John Hope Bryant (Photo courtesy of Bryant)
In a landmark transaction, The Promise Homes Company has closed on a $200 million institutional debt facility from the global investment management firm Barings.
The facility is part of a recapitalization to form a new joint venture with other institutional investors to grow Promise Homes’ portfolio of single-family rental homes to an institutional scale, per a news release.
It will provide investors expanded access to Promise Homes’ model of resident empowerment and attractive returns. It too will provide financial empowerment offerings to thousands of new residents.
Atlanta-based Promise Homes describes itself as one of the nation’s largest minority-owned managers of institutional-quality, single-family residential rental property, centered on working with middle-and-working  residents. The company’s existing portfolio of 663 homes is seeding the joint venture. Promise Homes reported it plans to continues to pursue additional institutional equity and debt capital to grow the portfolio to more than 10,000 homes over the next two to four years.
The transaction is reportedly one of the 10 largest capital raises for a Black-owned company over the last decade. Debt financing typically happens when a business raises money for working capital or capital expenses by selling debt instruments to individuals or institutional investors. For providing the financing, they become creditors and are promised the principal and interest on the debt will be repaid.
John Hope Bryant, founder, chairman, and CEO of Promise Homes, will continue to lead the organization as managing principal. He is the largest individual shareholder of the fresh joint venture. Promise Homes also works with Operation Hope, the nation’s largest financial literacy nonprofit; Bryant serves as its founder, chairman, and CEO. The organization provides financial and access to credit.
Promise Homes reportedly pays Operation Hope to offer counseling to its residents.
In order to get the deal, “I had to perform. I had to be good. I had to hit my numbers,” Bryant said on CNBC’s Squawk Box. “And I had to have a business plan at work. But I also had to have access and have the right relationships to be able to get in the right doors.”
He also stated, “This transaction provides an unparalleled proof point that Promise Homes’ mission of ‘doing well by doing good’ can in fact be profitable for all stakeholders.”
Reflecting on the transaction, William Awad, head of the global private structured finance group at Barings, said, “We are excited to partner with Promise Homes, which has proven that providing housing at affordable prices and free financial coaching and incentive programs for residents can be good business.”

========================================

- WORK REQUIRED:
List every organization named in the Promise Homes article.

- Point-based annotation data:
========================================

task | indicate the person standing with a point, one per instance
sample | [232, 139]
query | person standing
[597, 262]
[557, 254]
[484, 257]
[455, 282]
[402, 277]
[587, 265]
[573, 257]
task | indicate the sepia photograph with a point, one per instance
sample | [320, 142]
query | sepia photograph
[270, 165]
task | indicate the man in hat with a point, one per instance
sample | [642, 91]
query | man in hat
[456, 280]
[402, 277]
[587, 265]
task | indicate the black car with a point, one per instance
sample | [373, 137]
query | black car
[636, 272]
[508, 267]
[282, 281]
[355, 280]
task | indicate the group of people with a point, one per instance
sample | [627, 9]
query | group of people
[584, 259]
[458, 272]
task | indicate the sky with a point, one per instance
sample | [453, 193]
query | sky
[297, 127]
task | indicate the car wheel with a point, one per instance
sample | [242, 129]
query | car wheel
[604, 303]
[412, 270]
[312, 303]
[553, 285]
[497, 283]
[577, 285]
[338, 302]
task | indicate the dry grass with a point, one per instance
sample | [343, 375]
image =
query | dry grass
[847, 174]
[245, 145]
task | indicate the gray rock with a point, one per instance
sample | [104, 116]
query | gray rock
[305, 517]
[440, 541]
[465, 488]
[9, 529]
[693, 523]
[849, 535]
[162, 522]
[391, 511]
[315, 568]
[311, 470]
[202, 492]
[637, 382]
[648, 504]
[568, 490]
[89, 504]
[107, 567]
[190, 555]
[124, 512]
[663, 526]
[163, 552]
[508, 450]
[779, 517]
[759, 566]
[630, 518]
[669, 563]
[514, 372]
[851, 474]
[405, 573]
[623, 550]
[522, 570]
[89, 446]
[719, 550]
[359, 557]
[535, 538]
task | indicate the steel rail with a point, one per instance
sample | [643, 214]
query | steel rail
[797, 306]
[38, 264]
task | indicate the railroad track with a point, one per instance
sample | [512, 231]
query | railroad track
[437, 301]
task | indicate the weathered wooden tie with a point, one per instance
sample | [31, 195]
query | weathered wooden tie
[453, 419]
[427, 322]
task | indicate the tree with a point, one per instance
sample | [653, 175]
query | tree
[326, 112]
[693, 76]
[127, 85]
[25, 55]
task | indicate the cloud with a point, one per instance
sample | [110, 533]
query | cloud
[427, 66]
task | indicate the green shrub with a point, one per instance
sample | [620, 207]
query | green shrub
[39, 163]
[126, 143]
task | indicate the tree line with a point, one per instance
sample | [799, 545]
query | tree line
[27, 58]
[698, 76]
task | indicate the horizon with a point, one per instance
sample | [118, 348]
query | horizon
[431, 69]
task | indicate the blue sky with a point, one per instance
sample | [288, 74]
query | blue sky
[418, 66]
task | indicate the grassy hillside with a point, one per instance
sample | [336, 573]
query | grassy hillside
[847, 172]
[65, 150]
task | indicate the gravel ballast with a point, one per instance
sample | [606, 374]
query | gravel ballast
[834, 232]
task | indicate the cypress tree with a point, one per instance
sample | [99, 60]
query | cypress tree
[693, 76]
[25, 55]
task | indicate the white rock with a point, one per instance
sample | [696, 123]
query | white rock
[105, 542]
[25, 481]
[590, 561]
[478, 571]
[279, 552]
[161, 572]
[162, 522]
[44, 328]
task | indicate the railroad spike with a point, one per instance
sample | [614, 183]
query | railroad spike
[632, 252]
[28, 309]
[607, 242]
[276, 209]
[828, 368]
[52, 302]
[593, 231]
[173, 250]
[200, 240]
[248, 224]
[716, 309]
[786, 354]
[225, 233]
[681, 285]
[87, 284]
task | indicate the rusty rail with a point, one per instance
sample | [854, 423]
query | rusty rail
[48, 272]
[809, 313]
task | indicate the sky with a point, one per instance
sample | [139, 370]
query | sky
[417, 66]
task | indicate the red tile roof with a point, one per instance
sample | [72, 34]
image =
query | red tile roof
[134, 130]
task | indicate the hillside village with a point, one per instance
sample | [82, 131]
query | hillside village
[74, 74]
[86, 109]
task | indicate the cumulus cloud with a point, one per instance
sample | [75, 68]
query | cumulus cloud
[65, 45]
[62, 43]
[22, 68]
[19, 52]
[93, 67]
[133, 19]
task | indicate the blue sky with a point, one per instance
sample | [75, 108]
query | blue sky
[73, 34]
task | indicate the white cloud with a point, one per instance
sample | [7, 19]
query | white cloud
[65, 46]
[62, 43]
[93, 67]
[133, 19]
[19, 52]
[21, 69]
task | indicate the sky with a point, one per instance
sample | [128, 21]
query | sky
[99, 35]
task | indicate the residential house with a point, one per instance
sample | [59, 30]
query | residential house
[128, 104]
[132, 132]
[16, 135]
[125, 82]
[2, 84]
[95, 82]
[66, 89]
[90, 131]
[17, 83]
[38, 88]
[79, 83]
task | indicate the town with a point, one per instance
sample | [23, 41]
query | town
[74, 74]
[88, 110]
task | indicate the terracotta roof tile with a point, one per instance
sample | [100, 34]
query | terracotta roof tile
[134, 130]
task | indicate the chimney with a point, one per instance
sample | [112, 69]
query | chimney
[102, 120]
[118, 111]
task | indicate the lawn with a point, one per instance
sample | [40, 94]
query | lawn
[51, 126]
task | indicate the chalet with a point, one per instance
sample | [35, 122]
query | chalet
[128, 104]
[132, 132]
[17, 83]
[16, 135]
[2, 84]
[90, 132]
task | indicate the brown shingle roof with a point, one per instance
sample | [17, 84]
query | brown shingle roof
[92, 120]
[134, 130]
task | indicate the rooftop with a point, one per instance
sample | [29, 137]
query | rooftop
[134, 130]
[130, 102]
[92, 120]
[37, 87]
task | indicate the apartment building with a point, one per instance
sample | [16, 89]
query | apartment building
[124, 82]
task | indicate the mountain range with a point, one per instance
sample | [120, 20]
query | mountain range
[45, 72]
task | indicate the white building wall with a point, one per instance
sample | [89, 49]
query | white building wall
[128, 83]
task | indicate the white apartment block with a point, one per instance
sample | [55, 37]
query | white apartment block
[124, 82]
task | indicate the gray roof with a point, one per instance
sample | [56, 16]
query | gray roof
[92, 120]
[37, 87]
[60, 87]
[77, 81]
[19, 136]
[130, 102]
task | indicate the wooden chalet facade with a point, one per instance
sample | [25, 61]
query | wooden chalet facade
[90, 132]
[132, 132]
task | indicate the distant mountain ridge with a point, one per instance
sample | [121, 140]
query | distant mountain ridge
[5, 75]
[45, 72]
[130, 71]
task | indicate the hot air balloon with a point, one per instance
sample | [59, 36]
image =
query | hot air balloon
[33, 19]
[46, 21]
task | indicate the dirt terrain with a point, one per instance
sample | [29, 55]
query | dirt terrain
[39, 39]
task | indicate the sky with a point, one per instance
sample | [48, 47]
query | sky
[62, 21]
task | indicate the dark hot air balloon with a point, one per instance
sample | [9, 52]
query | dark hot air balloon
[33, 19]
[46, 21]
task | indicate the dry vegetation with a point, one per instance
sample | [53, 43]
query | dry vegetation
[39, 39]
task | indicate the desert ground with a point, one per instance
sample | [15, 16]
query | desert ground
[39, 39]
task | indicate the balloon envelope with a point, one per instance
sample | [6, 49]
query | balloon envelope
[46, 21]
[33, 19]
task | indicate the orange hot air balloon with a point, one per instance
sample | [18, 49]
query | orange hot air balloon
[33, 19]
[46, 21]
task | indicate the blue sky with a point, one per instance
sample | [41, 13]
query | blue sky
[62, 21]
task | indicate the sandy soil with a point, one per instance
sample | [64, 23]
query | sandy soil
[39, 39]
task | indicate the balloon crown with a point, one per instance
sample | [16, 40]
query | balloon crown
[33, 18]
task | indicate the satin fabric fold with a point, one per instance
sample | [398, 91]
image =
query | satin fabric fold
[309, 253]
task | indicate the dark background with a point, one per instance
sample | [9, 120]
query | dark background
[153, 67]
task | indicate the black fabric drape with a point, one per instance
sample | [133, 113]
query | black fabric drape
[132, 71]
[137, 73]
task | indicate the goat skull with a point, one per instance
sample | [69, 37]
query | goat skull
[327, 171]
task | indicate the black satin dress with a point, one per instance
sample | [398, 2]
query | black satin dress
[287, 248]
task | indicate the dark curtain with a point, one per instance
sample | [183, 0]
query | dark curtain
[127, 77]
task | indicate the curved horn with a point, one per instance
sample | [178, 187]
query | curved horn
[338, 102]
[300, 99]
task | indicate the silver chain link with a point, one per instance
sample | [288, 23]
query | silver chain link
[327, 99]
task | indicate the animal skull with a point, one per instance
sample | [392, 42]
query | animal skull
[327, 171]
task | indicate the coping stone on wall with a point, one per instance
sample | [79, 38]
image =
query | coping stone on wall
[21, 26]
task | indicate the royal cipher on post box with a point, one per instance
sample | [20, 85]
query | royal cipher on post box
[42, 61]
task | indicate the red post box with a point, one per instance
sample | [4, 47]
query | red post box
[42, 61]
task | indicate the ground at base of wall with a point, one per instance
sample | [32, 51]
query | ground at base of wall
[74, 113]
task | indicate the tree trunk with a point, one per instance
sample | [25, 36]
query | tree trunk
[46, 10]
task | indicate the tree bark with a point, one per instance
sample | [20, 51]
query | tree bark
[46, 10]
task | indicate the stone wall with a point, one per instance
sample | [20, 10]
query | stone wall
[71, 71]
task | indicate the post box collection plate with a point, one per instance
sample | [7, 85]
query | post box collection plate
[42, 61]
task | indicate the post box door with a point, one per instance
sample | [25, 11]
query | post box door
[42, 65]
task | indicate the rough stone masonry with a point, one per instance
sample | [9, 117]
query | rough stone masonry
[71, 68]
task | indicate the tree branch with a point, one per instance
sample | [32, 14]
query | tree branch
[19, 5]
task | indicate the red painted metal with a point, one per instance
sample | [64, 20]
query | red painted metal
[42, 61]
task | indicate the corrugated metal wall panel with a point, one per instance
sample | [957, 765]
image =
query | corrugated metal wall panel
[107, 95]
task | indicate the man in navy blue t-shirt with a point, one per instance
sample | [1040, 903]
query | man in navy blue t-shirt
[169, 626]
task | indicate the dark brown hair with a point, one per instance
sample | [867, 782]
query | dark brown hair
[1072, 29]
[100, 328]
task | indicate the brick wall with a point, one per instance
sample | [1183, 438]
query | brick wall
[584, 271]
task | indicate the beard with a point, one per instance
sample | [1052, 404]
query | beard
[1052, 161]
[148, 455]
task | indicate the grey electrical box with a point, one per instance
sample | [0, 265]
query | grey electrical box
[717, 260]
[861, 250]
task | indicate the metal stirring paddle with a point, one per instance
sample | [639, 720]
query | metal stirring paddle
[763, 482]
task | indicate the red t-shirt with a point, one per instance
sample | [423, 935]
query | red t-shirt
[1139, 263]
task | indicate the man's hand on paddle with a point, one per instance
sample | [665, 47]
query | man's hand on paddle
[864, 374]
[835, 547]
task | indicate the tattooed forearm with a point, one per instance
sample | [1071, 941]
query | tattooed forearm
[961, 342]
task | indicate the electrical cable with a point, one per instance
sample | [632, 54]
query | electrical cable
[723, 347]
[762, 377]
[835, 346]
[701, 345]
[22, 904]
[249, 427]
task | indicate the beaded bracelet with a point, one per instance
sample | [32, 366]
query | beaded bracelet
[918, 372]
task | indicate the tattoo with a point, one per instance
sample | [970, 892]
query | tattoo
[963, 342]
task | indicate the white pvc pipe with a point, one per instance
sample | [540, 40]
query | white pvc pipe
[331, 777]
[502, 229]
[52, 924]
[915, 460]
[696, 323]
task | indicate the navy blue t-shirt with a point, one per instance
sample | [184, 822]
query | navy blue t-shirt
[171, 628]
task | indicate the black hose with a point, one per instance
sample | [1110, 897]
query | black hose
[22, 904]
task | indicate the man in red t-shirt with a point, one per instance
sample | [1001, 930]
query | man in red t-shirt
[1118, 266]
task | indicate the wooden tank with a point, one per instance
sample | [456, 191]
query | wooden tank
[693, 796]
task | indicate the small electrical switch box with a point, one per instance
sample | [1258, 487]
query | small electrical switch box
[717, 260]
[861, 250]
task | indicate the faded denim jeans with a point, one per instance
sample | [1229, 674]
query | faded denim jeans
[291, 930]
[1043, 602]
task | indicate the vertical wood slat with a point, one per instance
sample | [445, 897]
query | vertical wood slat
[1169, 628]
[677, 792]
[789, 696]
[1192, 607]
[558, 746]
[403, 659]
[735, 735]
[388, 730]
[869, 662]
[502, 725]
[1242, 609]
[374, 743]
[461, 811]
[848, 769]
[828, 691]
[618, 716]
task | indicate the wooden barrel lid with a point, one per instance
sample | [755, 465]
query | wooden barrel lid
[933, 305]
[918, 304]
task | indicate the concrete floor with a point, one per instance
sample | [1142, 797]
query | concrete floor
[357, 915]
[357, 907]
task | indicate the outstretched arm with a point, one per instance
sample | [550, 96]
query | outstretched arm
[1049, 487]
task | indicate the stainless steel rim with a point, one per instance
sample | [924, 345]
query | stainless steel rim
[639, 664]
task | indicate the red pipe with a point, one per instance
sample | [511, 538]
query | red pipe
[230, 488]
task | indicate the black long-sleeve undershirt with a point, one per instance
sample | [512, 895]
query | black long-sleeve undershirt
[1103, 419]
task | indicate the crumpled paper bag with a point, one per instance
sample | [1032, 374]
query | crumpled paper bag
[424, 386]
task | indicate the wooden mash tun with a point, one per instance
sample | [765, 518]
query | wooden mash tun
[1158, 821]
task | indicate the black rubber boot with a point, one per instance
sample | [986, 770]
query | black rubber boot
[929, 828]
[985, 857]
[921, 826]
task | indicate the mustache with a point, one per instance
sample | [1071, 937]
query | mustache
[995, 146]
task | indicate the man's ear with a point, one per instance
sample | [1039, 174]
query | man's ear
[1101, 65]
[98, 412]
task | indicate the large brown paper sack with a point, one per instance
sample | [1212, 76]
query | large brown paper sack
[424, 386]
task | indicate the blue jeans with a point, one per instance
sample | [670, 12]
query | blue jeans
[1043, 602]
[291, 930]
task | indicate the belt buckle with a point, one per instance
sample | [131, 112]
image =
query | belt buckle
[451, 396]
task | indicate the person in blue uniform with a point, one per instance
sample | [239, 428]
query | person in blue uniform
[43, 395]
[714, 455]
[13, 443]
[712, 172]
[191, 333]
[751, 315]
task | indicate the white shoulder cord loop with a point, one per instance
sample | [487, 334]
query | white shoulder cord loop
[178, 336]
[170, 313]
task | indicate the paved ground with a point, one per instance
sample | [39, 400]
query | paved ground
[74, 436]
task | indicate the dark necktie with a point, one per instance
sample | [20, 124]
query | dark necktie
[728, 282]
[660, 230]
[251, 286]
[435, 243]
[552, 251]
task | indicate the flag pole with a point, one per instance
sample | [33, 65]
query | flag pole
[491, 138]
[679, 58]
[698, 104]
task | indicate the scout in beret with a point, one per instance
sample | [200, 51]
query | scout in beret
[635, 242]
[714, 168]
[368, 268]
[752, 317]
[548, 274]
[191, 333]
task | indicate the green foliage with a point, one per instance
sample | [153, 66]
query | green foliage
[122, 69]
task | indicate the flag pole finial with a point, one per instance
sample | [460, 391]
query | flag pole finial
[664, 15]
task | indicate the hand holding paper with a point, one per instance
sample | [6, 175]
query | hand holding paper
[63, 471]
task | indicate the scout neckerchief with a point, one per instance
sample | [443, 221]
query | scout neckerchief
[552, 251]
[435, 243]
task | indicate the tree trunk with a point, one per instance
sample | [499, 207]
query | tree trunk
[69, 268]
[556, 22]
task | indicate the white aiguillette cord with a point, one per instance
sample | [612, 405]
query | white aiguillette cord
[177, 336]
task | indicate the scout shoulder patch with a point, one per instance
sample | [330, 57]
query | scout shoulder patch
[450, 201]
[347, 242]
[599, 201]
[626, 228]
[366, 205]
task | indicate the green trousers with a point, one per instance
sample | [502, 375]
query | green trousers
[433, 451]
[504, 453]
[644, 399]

========================================

- FINISHED TASK:
The Promise Homes Company, Barings, Operation Hope, CNBC